**Assignment**
Among the records below, the line containing "handbag shown in this photo." marks the start. Output it and all lines after it exactly.

**Supplied material**
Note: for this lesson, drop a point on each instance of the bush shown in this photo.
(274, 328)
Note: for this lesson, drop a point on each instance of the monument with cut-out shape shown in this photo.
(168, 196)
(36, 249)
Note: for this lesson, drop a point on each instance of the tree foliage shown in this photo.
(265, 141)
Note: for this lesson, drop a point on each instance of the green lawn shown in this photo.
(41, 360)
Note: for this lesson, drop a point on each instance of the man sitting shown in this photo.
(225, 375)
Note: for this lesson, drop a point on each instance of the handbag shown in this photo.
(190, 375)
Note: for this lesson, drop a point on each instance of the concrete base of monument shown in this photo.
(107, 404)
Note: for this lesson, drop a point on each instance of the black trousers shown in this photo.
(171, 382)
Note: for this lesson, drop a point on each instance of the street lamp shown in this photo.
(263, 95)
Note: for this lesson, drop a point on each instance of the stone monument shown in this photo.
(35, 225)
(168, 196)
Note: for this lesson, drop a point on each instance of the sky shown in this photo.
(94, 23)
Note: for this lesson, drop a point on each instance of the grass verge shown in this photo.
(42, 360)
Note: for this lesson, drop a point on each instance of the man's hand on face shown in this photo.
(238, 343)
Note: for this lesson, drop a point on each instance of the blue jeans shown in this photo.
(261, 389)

**Solution**
Note: for this lesson, drop a point on each instance of the handbag shown in this photo.
(190, 375)
Note: for this lesson, drop a point on each instance of the concrete base of monument shown in this photo.
(107, 404)
Note: for this lesson, drop a point on each instance of the black trousers shown in this photo.
(171, 382)
Note: for this lesson, drop a point on each instance of the street lamp shown in this photo.
(263, 95)
Note: for this lesson, drop a point on each instance of the stone monument shown in this photo.
(35, 225)
(168, 196)
Note: for this lesson, drop a point on each instance of the sky shown in this photo.
(94, 23)
Note: for this lesson, drop a point on each instance of the grass verge shown in this photo.
(42, 360)
Note: for this lesson, drop a point on each instance of the man's hand on face shown in this photo.
(238, 343)
Note: for this lesson, drop a point on each instance of the blue jeans shown in this photo.
(261, 389)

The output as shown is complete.